### Task details:
From the entries below, gather every line containing the string "black".

### Data for the task:
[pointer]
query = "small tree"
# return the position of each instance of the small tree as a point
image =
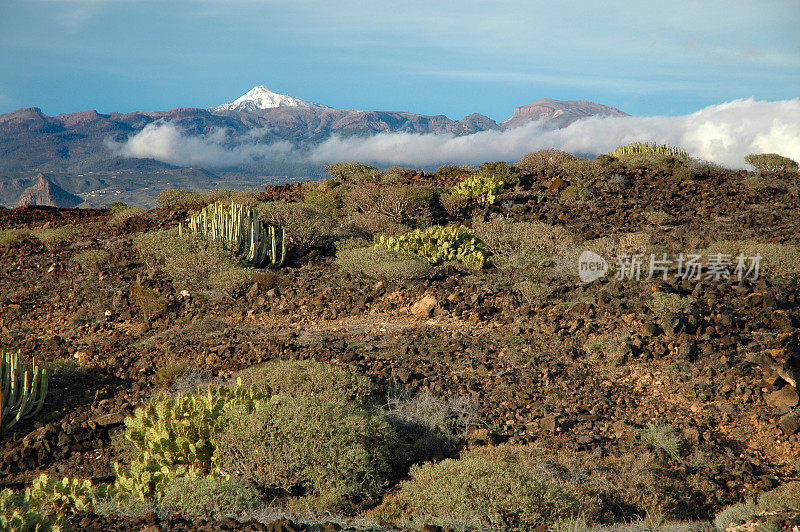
(771, 164)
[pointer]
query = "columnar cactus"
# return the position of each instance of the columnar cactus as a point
(239, 229)
(22, 391)
(650, 148)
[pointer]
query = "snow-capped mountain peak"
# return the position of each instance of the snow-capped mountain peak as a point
(260, 97)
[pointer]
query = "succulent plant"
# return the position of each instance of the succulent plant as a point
(238, 228)
(22, 391)
(439, 244)
(176, 438)
(17, 513)
(649, 148)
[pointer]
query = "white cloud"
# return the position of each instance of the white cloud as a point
(164, 142)
(722, 133)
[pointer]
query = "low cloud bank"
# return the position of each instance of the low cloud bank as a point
(723, 134)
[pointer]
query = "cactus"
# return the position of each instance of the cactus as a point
(175, 437)
(22, 391)
(650, 148)
(438, 244)
(239, 229)
(18, 513)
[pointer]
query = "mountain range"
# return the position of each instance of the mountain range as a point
(73, 149)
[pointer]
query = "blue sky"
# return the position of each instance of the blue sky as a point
(431, 57)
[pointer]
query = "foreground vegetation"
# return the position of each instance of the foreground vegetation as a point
(403, 442)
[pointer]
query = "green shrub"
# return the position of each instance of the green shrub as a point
(395, 174)
(379, 263)
(787, 495)
(309, 378)
(481, 491)
(611, 346)
(176, 437)
(772, 164)
(327, 195)
(453, 204)
(306, 226)
(401, 205)
(432, 426)
(372, 224)
(353, 172)
(211, 497)
(121, 215)
(336, 454)
(439, 244)
(150, 303)
(192, 262)
(449, 171)
(662, 438)
(523, 243)
(487, 182)
(577, 192)
(180, 199)
(778, 261)
(736, 514)
(547, 163)
(761, 510)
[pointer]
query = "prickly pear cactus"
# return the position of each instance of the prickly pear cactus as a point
(176, 437)
(18, 513)
(438, 244)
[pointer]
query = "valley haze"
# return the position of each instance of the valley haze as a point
(264, 137)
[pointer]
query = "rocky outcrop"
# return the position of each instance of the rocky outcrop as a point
(45, 192)
(557, 114)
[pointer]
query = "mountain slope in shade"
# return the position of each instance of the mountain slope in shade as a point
(557, 113)
(260, 97)
(77, 143)
(44, 192)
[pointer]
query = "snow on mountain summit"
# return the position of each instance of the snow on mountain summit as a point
(260, 97)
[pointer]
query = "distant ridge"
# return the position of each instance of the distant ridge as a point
(44, 192)
(260, 97)
(79, 144)
(558, 113)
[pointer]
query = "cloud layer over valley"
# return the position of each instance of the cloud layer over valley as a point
(723, 134)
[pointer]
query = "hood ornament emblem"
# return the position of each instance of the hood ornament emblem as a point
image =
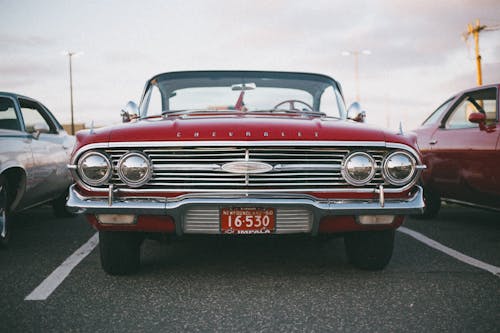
(246, 167)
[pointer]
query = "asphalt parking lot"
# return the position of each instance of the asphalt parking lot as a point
(257, 283)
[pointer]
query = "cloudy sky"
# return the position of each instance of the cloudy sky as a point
(418, 57)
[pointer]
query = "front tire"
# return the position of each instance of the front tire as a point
(4, 213)
(120, 252)
(370, 250)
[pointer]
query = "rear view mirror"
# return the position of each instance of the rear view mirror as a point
(480, 119)
(354, 112)
(130, 112)
(477, 118)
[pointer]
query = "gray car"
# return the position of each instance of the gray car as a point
(34, 153)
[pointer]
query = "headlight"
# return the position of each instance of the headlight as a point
(134, 169)
(94, 168)
(399, 168)
(358, 168)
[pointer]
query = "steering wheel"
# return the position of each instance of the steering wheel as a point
(291, 103)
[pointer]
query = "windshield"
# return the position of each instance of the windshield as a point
(242, 92)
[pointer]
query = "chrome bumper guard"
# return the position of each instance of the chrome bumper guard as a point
(176, 207)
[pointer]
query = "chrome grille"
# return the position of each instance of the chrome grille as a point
(295, 169)
(288, 220)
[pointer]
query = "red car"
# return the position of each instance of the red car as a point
(460, 144)
(244, 152)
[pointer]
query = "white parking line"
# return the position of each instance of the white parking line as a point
(52, 281)
(455, 254)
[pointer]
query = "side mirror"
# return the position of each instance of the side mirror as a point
(477, 118)
(354, 112)
(40, 128)
(480, 119)
(130, 112)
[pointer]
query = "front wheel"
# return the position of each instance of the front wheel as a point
(371, 250)
(120, 251)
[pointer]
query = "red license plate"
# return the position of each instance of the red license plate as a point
(247, 220)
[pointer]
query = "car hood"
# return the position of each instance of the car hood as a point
(240, 128)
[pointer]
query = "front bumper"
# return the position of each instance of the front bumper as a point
(178, 207)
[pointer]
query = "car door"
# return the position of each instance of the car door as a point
(51, 149)
(464, 158)
(15, 148)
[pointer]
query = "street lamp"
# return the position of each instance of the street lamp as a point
(356, 54)
(71, 54)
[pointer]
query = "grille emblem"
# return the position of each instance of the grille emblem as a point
(246, 167)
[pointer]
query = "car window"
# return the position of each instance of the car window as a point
(154, 102)
(8, 116)
(436, 115)
(483, 101)
(33, 113)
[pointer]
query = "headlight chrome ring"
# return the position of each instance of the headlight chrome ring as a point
(134, 169)
(94, 168)
(399, 168)
(358, 168)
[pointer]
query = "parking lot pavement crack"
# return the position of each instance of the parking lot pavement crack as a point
(451, 252)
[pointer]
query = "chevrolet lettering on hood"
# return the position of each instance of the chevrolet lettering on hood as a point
(244, 152)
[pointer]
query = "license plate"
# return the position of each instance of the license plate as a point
(247, 220)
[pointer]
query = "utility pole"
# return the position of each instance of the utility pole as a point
(356, 54)
(474, 30)
(71, 54)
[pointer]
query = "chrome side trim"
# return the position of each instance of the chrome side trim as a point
(465, 203)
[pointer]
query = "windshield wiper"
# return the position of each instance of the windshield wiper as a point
(188, 111)
(305, 112)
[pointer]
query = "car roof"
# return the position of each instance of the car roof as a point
(14, 95)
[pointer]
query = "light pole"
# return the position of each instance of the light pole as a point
(356, 54)
(70, 54)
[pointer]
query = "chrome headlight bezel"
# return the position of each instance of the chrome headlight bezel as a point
(346, 173)
(85, 178)
(122, 173)
(394, 180)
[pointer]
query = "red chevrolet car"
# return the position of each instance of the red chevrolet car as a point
(244, 152)
(460, 144)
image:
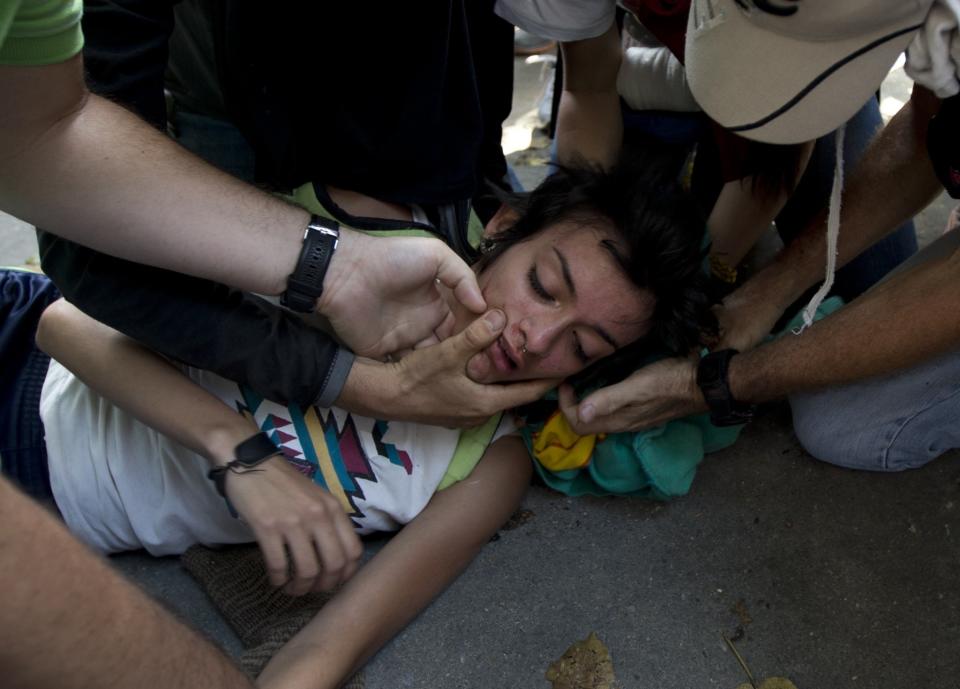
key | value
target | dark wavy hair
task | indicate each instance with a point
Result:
(657, 222)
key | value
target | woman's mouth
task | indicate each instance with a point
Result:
(501, 356)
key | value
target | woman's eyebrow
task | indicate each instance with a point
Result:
(565, 269)
(568, 278)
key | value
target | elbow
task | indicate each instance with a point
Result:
(51, 326)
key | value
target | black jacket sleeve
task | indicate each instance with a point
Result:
(198, 322)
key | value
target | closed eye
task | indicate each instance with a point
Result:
(579, 351)
(536, 285)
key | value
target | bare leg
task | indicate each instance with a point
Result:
(413, 568)
(67, 621)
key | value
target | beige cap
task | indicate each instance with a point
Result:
(787, 71)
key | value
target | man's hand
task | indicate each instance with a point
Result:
(660, 392)
(748, 314)
(381, 293)
(289, 514)
(431, 385)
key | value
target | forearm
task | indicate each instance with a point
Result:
(198, 322)
(78, 624)
(142, 383)
(589, 123)
(893, 181)
(89, 170)
(905, 320)
(412, 569)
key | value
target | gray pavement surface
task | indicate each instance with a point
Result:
(828, 577)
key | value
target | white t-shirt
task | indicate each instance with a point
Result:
(120, 485)
(561, 20)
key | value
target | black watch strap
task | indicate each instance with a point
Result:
(252, 452)
(713, 381)
(305, 283)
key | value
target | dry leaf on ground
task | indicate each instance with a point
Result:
(585, 665)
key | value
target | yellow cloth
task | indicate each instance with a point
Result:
(558, 448)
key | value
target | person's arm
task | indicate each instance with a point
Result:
(283, 508)
(899, 323)
(433, 384)
(69, 621)
(402, 579)
(893, 182)
(589, 123)
(90, 171)
(905, 320)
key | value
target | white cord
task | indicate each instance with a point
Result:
(833, 234)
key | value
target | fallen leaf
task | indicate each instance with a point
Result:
(771, 683)
(777, 683)
(585, 665)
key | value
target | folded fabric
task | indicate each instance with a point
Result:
(235, 580)
(658, 463)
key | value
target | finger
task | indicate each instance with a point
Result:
(568, 405)
(480, 334)
(446, 328)
(440, 333)
(274, 557)
(453, 272)
(594, 413)
(352, 547)
(305, 565)
(332, 558)
(500, 397)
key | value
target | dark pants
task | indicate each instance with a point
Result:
(23, 453)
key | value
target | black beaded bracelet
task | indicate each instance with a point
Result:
(252, 452)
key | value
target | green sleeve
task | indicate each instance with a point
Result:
(39, 32)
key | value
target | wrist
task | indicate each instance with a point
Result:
(305, 284)
(714, 384)
(343, 265)
(219, 443)
(370, 388)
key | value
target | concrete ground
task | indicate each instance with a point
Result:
(828, 577)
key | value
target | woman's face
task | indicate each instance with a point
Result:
(568, 303)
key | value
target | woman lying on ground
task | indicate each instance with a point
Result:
(593, 265)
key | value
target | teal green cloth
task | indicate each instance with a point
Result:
(659, 463)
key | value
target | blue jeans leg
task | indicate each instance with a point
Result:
(813, 194)
(889, 423)
(23, 453)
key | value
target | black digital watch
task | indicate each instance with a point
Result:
(714, 384)
(305, 284)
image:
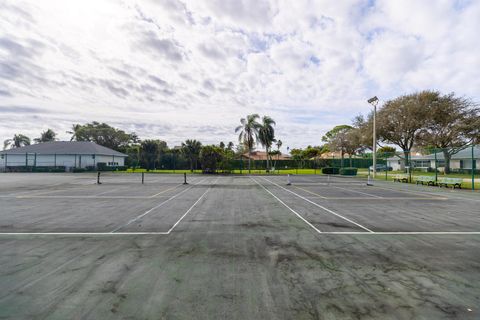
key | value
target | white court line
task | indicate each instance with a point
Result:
(78, 233)
(431, 193)
(321, 207)
(359, 192)
(298, 215)
(190, 209)
(408, 233)
(150, 210)
(393, 233)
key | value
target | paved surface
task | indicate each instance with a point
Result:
(236, 248)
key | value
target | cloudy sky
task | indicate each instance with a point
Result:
(175, 69)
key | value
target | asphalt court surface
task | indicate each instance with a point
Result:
(237, 247)
(122, 204)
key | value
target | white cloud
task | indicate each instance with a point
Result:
(190, 69)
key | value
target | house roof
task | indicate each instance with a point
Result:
(464, 154)
(65, 147)
(262, 155)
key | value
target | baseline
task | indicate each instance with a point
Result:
(321, 207)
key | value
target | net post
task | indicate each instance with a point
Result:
(369, 181)
(473, 167)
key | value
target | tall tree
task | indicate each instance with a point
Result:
(46, 136)
(451, 124)
(210, 157)
(339, 139)
(18, 140)
(150, 153)
(266, 135)
(102, 134)
(191, 149)
(401, 120)
(248, 134)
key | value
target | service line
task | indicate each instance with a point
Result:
(321, 207)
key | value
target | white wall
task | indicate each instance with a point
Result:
(396, 166)
(69, 161)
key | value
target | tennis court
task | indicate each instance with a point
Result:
(241, 247)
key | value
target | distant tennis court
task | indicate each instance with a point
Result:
(233, 242)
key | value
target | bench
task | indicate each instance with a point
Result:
(454, 182)
(428, 180)
(400, 178)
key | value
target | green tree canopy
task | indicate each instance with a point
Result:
(102, 134)
(210, 157)
(46, 136)
(248, 136)
(450, 124)
(191, 149)
(18, 140)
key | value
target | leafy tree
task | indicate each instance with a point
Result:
(451, 124)
(248, 134)
(279, 144)
(340, 139)
(150, 151)
(210, 157)
(401, 120)
(386, 151)
(191, 149)
(311, 152)
(18, 140)
(46, 136)
(266, 135)
(102, 134)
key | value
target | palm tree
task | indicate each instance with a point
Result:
(191, 149)
(75, 132)
(46, 136)
(249, 134)
(18, 140)
(266, 134)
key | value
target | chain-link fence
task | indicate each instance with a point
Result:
(456, 167)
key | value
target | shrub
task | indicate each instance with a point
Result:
(330, 170)
(348, 171)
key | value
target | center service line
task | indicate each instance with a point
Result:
(190, 209)
(321, 207)
(298, 215)
(150, 210)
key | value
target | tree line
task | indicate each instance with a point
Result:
(427, 119)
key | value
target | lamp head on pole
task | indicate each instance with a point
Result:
(373, 101)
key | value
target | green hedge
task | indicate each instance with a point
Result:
(330, 170)
(348, 171)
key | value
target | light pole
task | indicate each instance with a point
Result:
(374, 102)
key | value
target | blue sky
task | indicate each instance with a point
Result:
(176, 70)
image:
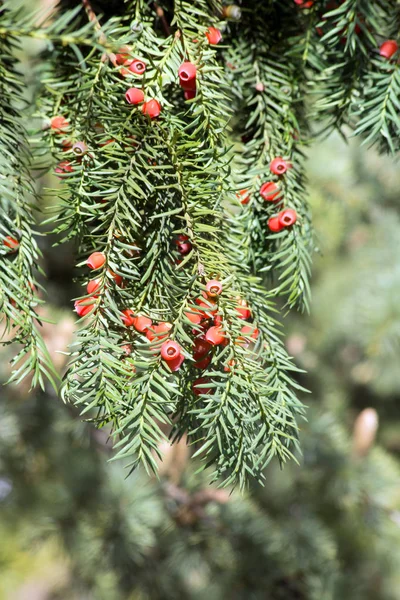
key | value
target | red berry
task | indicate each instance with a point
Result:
(96, 260)
(274, 224)
(287, 217)
(93, 286)
(134, 96)
(79, 148)
(243, 196)
(213, 288)
(59, 124)
(170, 350)
(142, 324)
(242, 309)
(279, 166)
(152, 108)
(123, 55)
(270, 191)
(157, 331)
(187, 76)
(84, 306)
(11, 243)
(215, 335)
(194, 316)
(64, 167)
(189, 94)
(229, 364)
(388, 48)
(128, 317)
(201, 348)
(199, 386)
(203, 363)
(137, 66)
(176, 363)
(218, 320)
(213, 35)
(66, 145)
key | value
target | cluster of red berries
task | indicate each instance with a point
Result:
(208, 333)
(95, 261)
(271, 192)
(211, 331)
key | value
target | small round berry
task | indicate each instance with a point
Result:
(287, 217)
(134, 96)
(270, 191)
(176, 363)
(142, 324)
(215, 336)
(194, 316)
(152, 108)
(189, 94)
(388, 48)
(11, 243)
(242, 309)
(123, 55)
(201, 348)
(170, 350)
(137, 66)
(279, 166)
(128, 317)
(59, 124)
(218, 320)
(96, 260)
(84, 306)
(213, 288)
(158, 332)
(199, 386)
(213, 35)
(274, 224)
(66, 145)
(243, 196)
(79, 148)
(187, 75)
(93, 286)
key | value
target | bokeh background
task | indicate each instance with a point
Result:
(74, 527)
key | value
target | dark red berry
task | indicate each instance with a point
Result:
(287, 217)
(279, 166)
(96, 260)
(270, 191)
(170, 350)
(152, 108)
(388, 48)
(213, 35)
(134, 96)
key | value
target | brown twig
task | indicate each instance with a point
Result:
(160, 13)
(102, 38)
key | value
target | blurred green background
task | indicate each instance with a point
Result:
(73, 527)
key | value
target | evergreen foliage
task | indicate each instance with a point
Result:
(133, 184)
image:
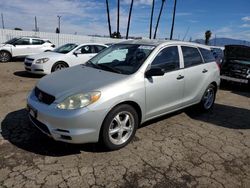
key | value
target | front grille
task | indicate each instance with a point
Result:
(28, 64)
(40, 125)
(27, 69)
(29, 59)
(44, 97)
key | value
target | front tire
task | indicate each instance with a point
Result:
(207, 101)
(5, 56)
(119, 127)
(59, 66)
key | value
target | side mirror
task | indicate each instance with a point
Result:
(154, 72)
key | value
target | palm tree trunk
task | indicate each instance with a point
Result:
(129, 17)
(151, 19)
(118, 16)
(173, 21)
(159, 16)
(107, 4)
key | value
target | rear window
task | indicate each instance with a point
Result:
(207, 55)
(191, 56)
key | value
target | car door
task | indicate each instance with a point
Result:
(36, 46)
(164, 93)
(83, 54)
(196, 75)
(21, 47)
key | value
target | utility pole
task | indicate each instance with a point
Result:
(129, 17)
(186, 33)
(107, 4)
(172, 28)
(118, 16)
(2, 20)
(59, 24)
(36, 29)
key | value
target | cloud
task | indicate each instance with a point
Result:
(246, 18)
(245, 26)
(75, 15)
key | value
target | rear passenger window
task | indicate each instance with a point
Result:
(167, 59)
(207, 55)
(99, 48)
(191, 56)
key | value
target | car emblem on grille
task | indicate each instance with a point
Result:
(40, 96)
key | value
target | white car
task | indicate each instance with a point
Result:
(23, 46)
(62, 57)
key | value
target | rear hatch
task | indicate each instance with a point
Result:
(236, 62)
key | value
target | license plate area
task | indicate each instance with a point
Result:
(32, 111)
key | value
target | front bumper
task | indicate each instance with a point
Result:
(71, 126)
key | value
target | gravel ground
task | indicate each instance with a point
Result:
(178, 150)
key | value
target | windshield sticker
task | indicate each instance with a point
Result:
(143, 47)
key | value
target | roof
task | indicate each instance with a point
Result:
(162, 42)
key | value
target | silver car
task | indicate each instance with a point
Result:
(106, 99)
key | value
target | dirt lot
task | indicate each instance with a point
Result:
(178, 150)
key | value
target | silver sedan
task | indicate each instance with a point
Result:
(106, 99)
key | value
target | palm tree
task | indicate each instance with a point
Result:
(172, 28)
(208, 35)
(107, 4)
(118, 17)
(159, 16)
(151, 19)
(129, 17)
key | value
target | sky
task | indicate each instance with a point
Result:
(225, 18)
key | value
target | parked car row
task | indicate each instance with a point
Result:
(112, 89)
(105, 99)
(62, 57)
(23, 46)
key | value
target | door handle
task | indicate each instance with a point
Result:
(180, 77)
(204, 71)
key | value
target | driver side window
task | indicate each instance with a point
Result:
(86, 50)
(22, 42)
(167, 59)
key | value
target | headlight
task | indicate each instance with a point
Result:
(79, 100)
(42, 60)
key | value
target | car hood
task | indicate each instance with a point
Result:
(46, 55)
(77, 79)
(5, 45)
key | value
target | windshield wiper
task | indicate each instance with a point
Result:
(108, 68)
(89, 63)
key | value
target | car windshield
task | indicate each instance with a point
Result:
(121, 58)
(66, 48)
(11, 41)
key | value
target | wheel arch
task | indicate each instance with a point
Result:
(215, 85)
(134, 104)
(4, 50)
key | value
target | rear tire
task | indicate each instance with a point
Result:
(208, 98)
(59, 66)
(5, 56)
(119, 127)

### Result for this exercise:
target | black jacket sleeve
target | black watch strap
target | black beaded bracelet
target | black digital watch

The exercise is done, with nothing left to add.